_Yapacağınız iş_
Evlilik üzerine yazılmış metne göre şu ifadeler doğru mu: (a) Yazarın ablası yaklaşık 1.5 sene önce evlendi. (b) Yazar, değiştiremeyeceği durumlar için çok çaba harcamaktan yanadır. (c) Yazar, keskin konuşmaları doğru buluyor. Her biri için evet ya da hayır yazın, kararı belirleyen sözleri metinden olduğu gibi alıntılayın.

_Verilen metin_
Bu duruma nasıl geldim ben de bilmiyorum...

Sizin adınıza çok sevindim, geç evlenmek bir pişmanlık olmamalı zaten. Evlilik nasiptir, Allah nasip ettiyse olur. Ben bu konuda kaderciyim, değiştiremeyeceğim durumlar için çok çaba harcamaktan yana değilim. Benim ablam da yaklaşık 1.5 sene önce evlendi ve şuan çok mutlu. Çünkü ne istediğini bilerek, görmüş doymuş bir şekilde evlilik yaptı. Kuzenim yaklaşık 12 yıl birlikte olduğu kişiyle evlendi bildiğim kadarıyla bir sorunları yok şuan. Çok erken yaşta evlenen kuzenlerim de var, boşananlar da var, aynı kişiyle ikinci kez evlenip tekrar boşanan da var:) Herkesin hikayesi farklı, ilişki dinamiği farklı, beklentileri farklı. Kesin olmaz, eğer olacak olsaydı şöyle olması lazımdı böyle olması lazımdı diye keskin konuşmaları doğru bulmuyorum. İnsan olmasını beklemediği durumları yaşayınca anlıyor. Bunu sizin yorumunuza istinaden yazmıyorum, genel olarak yazdım. Tereddütler konusunda haklısınız. En kötü karar kararsızlıktan iyidir aslında.

İçinize sinen, anlaşabildiğiniz bir kişiyle evlenmenize çok sevindim. Allah mutluluğunuzu daim etsin. Yorumunuz için çok teşekkür ederim.

_Verilen bilgiler_
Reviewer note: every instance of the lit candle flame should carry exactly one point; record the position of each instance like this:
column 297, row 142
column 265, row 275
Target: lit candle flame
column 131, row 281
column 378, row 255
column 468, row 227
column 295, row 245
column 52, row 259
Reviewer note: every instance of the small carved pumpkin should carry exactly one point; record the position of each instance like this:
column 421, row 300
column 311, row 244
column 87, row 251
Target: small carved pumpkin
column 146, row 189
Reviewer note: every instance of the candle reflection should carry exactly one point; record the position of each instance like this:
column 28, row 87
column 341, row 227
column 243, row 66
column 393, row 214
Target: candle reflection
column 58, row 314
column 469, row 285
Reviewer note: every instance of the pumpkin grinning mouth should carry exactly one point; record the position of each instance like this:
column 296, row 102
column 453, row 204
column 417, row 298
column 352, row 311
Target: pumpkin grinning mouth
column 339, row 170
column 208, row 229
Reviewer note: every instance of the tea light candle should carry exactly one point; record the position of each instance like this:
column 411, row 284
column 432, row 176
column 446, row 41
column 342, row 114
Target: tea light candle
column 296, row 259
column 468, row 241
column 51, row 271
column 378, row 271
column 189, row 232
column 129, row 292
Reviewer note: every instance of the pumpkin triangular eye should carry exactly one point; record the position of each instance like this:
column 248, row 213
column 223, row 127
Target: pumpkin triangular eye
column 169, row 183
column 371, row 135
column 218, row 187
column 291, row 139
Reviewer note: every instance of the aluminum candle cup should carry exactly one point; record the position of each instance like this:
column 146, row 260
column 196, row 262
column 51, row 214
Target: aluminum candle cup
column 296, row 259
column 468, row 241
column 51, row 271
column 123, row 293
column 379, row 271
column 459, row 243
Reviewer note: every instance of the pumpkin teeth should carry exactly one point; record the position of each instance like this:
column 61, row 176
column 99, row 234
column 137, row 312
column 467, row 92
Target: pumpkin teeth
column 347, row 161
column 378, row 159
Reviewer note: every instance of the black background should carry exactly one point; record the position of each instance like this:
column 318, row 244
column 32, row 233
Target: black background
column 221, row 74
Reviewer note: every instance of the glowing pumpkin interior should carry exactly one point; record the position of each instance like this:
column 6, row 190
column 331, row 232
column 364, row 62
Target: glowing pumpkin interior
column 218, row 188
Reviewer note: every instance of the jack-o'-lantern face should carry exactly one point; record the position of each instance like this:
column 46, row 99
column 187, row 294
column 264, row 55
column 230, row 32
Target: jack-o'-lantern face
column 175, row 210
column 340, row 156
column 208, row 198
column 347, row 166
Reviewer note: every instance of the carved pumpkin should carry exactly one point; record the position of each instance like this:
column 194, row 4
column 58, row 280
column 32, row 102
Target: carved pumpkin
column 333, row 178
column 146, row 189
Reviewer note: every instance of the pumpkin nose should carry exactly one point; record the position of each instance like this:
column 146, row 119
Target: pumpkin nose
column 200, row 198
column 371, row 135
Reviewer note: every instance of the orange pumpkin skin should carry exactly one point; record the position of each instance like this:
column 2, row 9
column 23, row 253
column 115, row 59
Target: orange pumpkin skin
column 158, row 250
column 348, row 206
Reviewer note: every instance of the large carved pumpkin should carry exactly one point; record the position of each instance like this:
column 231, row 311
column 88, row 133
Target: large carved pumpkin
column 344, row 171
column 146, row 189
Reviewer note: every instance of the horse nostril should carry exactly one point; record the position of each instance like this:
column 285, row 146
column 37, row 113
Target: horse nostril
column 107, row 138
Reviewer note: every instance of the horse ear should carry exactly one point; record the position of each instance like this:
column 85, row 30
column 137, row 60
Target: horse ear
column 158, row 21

_Cevap_
(a) Evet: "Benim ablam da yaklaşık 1.5 sene önce evlendi"
(b) Hayır: "değiştiremeyeceğim durumlar için çok çaba harcamaktan yana değilim"
(c) Hayır: "keskin konuşmaları doğru bulmuyorum"